STATED PROBLEM 1: Go through the records from the line with "Where can you see the red sign" through the end of the records. Switch "plastic cup" to "paper cup" and repeat those lines with nothing else altered.

The PDC Pro Tour is a series of non-televised darts tournaments organised by the Professional Darts Corporation (PDC). They comprise Professional Dart Players Association (PDPA) Players Championships and European Tour events. Only four players have gone on to win at least 30 titles on the PDC Pro Tour. Michael van Gerwen has won the most Pro Tour titles winning 84. Phil Taylor is second on the list winning 70 events, Peter Wright third winning 32 events and Gary Anderson in fourth winning 31 events, as of September 2022.

PDC Pro Tour Order of Merit:

Pro Tour Card

Since 2011, the PDC Pro Tour has operated a Tour Card system. 128 players are granted Tour Cards, which enables them to participate in all Players Championships.

In 2011, Tour Cards were awarded to:
101 players from the PDC Order of Merit after the 2011 World Championship
2 finalists from the 2010 PDC Women's World Championship
25 qualifiers from a four-day Qualifying School in Wigan (4 semi-finalists from each day, plus the top 9 players from the Q School Order of Merit)

Tour Cards were also offered to the four semi-finalists from the 2011 BDO World Championship, although none of the players took up the offer.

From 2012 onwards, the PDC Tour Cards were awarded to:
Top 64 players from the PDC Order of Merit after the World Championship (having competed in at least ten events)
Tour Card holders from previous year's Qualifying School
Tour card holders from previous year's invitations (BDO World Championship & World Youth Championship)
4 semi-finalists from the 2012 BDO World Championship
2 finalists from the 2012 World Youth Championship
At least 16 qualifiers from a four-day Qualifying School (more places will be awarded via this method if not all the above spaces are filled)

From 2015 onwards, the PDC withdrew the Tour Cards awarded to BDO semi-finalists. The new distribution of Tour Cards is as follows:
Top 64 players from the PDC Order of Merit after the World Championship (having competed in at least ten events)

EXTRACTED ENTRIES:

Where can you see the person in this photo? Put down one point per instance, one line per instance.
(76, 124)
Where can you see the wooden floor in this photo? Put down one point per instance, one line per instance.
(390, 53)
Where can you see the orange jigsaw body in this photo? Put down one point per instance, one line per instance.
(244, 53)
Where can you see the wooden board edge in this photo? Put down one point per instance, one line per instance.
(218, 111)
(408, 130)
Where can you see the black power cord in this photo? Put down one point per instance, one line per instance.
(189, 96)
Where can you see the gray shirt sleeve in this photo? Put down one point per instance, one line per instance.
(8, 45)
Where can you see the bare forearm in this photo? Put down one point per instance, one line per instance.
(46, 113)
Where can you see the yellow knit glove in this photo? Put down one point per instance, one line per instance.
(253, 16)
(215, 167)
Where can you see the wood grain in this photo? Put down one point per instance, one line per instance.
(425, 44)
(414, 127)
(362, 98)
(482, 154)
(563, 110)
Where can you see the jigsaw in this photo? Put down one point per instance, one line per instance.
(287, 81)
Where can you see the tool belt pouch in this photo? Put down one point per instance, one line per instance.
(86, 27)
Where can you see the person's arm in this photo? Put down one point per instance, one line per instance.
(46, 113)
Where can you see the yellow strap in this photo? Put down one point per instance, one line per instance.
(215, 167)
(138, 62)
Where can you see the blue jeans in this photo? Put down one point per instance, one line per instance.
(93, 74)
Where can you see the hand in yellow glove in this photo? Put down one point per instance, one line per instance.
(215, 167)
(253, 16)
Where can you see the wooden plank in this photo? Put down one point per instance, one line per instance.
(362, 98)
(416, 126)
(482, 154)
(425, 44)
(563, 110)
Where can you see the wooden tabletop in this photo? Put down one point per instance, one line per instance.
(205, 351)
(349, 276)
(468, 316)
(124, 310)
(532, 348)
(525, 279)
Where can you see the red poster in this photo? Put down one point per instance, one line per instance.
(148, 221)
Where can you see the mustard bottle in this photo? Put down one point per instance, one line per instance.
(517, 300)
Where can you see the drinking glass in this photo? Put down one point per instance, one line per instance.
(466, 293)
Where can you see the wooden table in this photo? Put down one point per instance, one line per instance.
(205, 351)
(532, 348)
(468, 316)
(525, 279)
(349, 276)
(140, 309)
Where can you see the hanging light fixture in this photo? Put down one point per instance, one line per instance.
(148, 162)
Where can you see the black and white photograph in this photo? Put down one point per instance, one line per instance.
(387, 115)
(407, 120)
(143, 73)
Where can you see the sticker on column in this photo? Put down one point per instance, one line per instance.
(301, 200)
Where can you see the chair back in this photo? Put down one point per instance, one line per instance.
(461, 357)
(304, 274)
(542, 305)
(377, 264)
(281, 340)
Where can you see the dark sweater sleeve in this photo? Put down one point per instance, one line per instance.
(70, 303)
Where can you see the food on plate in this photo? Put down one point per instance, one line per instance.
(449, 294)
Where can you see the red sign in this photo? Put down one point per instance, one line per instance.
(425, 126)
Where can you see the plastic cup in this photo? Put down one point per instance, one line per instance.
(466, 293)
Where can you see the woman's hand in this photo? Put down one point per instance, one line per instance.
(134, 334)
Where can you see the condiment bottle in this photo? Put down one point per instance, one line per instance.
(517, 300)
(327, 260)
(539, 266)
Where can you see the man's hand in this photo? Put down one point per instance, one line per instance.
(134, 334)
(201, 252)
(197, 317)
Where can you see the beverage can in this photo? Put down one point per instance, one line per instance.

STATED PROBLEM 2: Proceed with the text on the PDC Pro Tour from where it stops.

RESULT 1:
Where can you see the red sign in this photo? Put down one point per instance, one line per instance.
(425, 126)
Where can you see the paper cup in this photo? Put down one point per instance, one line per instance.
(466, 293)
Where can you see the woman's hand in this photo? Put down one point per instance, one line per instance.
(134, 334)
Where can you see the condiment bottle in this photo? Put down one point per instance, one line per instance.
(517, 300)
(327, 260)
(539, 266)
Where can you see the man's hand in this photo? Put down one point per instance, one line per instance.
(134, 334)
(201, 252)
(197, 317)
Where can you see the beverage can in this photo? Put down one point per instance, one line per instance.

RESULT 2:
Tour Card holders from previous year's Qualifying School
Four tour card holders from previous year's invitations (PDC Challenge Tour & PDC Development Tour)
Two highest qualifiers from the PDC Challenge Tour, a series of tournaments for non-Tour Card holders
Two highest qualifiers from the PDC Development Tour, a series of tournaments for youth players
At least 16 qualifiers from a four-day Qualifying School (more places will be awarded via this method if not all the above spaces are filled)

Players Championships
Players Championships, originally known as PDPA Players Championships, are organised by the Professional Dart Players Association (PDPA) and have increased in number in recent years. They are known as "floor tournaments", because they usually feature 16 darts boards in close proximity on an arena floor where the tournament is played in the space of a day. Televised events differ by having just one main board on a stage with the audience and cameras situated around it.

Eligibility for these events are usually restricted to PDPA members only, however tournaments held outside of the United Kingdom often allow entry to non-PDPA members who are residents of the country staging the tournament. Some overseas players from the BDO take the opportunity of playing in PDC Players Championships in their home countries.

Order of Merit
The prize money won in Players Championships count towards the PDC Order of Merit, which contributes to each player's world ranking.

During 2007, the PDC and PDPA added further importance to Players Championships by changing qualification criteria for major televised events. A separate Players Championship Order of Merit was introduced which calculates players earnings for these tournaments only each calendar year. The players who won the most money (without qualifying automatically via the PDC Order of Merit) were awarded qualifying places at major tournaments, such as the World Matchplay, World Grand Prix and World Championship.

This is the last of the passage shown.